What follows is a listing; give it again exactly, in its entirety.

The records:
#####
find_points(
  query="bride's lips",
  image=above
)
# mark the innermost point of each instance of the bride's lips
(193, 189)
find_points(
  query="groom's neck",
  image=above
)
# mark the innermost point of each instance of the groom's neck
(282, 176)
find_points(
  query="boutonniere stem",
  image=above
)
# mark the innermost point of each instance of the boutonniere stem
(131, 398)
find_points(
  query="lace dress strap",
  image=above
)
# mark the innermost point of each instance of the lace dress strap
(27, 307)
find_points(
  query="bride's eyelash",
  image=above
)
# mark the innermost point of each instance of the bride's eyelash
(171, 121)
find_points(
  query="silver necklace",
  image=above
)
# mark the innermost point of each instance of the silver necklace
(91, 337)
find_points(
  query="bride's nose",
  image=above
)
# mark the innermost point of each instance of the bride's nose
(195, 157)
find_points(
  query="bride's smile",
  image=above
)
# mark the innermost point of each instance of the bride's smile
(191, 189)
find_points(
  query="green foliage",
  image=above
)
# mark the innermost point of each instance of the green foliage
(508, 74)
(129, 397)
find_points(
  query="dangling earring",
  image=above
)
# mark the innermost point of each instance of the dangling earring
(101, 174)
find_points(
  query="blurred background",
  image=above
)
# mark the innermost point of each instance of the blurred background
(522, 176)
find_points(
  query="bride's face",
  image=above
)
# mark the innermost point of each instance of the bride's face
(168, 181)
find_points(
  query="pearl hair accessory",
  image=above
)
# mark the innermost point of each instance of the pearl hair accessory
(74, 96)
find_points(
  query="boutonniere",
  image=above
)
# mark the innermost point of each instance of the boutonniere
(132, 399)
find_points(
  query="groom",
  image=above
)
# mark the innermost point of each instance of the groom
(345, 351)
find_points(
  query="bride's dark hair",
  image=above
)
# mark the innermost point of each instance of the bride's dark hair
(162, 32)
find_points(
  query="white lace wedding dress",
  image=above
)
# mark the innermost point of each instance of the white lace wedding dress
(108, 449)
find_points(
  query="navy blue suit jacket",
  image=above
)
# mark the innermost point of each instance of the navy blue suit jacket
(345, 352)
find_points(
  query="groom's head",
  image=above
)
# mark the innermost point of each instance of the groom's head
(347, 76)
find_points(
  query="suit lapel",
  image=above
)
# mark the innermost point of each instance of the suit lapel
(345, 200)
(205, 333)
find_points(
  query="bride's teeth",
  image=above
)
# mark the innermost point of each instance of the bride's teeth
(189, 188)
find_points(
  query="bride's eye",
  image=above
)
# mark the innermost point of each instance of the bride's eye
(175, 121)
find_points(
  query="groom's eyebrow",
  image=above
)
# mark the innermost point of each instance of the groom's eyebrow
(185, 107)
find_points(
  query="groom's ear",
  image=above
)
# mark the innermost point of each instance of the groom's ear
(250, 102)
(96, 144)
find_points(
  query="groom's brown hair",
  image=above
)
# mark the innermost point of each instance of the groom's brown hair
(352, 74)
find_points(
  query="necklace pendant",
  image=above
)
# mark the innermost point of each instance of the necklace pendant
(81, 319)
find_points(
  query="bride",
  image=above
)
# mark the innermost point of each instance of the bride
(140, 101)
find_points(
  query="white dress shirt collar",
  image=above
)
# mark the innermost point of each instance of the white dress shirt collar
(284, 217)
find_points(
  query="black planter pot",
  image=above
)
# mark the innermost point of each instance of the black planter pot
#####
Solution:
find_points(
  query="bride's lips",
  image=above
)
# mark the innermost point of each instance of the bride's lips
(193, 189)
find_points(
  query="groom's neck",
  image=above
)
# mark the innermost point of each instance of the groom's neck
(282, 176)
find_points(
  query="boutonniere stem",
  image=above
)
# mark the innermost point of each instance of the boutonniere stem
(131, 398)
find_points(
  query="lace dress strap",
  image=above
)
# mark the innermost point of each instance of the lace dress strap
(27, 307)
find_points(
  query="bride's eyelash",
  image=above
)
# mark the innermost point of each instance of the bride's eyelash
(171, 121)
find_points(
  query="silver necklace",
  image=above
)
# mark the innermost point of each instance of the silver necklace
(91, 337)
find_points(
  query="bride's nose",
  image=above
)
# mark the innermost point of each instance of the bride's nose
(195, 157)
find_points(
  query="bride's smile",
  image=above
)
# mark the innermost point of each instance of the bride's smile
(191, 189)
find_points(
  query="green foliage",
  image=above
)
# mark the innermost point of each instance of the green foliage
(508, 74)
(129, 397)
find_points(
  query="dangling earring",
  image=above
)
# mark the innermost point of each instance of the dangling earring
(101, 174)
find_points(
  query="blurred background",
  image=above
)
# mark the innermost point of each instance of the blurred background
(522, 176)
find_points(
  query="bride's face",
  image=above
)
# mark the innermost point of each instance of the bride's face
(168, 181)
find_points(
  query="pearl hair accessory",
  image=above
)
# mark the innermost point of each instance of the pearl hair accessory
(74, 96)
find_points(
  query="boutonniere",
  image=above
)
# mark the innermost point of each instance of the boutonniere
(132, 399)
find_points(
  query="groom",
  image=above
)
# mark the innermost point of each instance of the groom
(345, 351)
find_points(
  query="bride's dark hair",
  image=above
)
# mark the innermost point of each instance of the bride's dark hair
(162, 32)
find_points(
  query="white lace wedding dress",
  image=above
)
# mark the innermost point of each instance of the white lace wedding dress
(108, 449)
find_points(
  query="navy blue suit jacket",
  image=above
)
# mark the innermost point of each instance of the navy blue suit jacket
(345, 352)
find_points(
  query="groom's head",
  image=above
)
# mark the innermost point of each instance of the groom's head
(347, 76)
find_points(
  query="suit lapel",
  image=above
)
# mark the innermost point of each instance of the suit lapel
(345, 200)
(205, 333)
find_points(
  query="bride's teeth",
  image=above
)
# mark the innermost point of each instance of the bride's teeth
(189, 188)
find_points(
  query="bride's eye",
  image=above
)
# mark the innermost point of each instance of the bride's eye
(175, 121)
find_points(
  query="groom's eyebrow",
  image=above
)
# mark the innermost point of each instance of the groom's eyebrow
(185, 107)
find_points(
  query="groom's ear",
  image=above
)
# mark the innermost point of each instance of the groom's ear
(250, 102)
(96, 144)
find_points(
  query="groom's brown hair",
  image=above
)
# mark the innermost point of each instance of the groom's brown hair
(352, 74)
find_points(
  query="necklace pendant",
  image=above
)
# mark the innermost point of each instance of the necklace pendant
(81, 319)
find_points(
  query="bride",
  image=above
)
# mark the innermost point of each instance of the bride
(140, 101)
find_points(
  query="white dress shirt collar",
  image=above
)
# mark the innermost point of each instance of the white dress shirt collar
(284, 217)
find_points(
  query="black planter pot",
  image=above
)
# mark the innermost point of each instance of the black planter pot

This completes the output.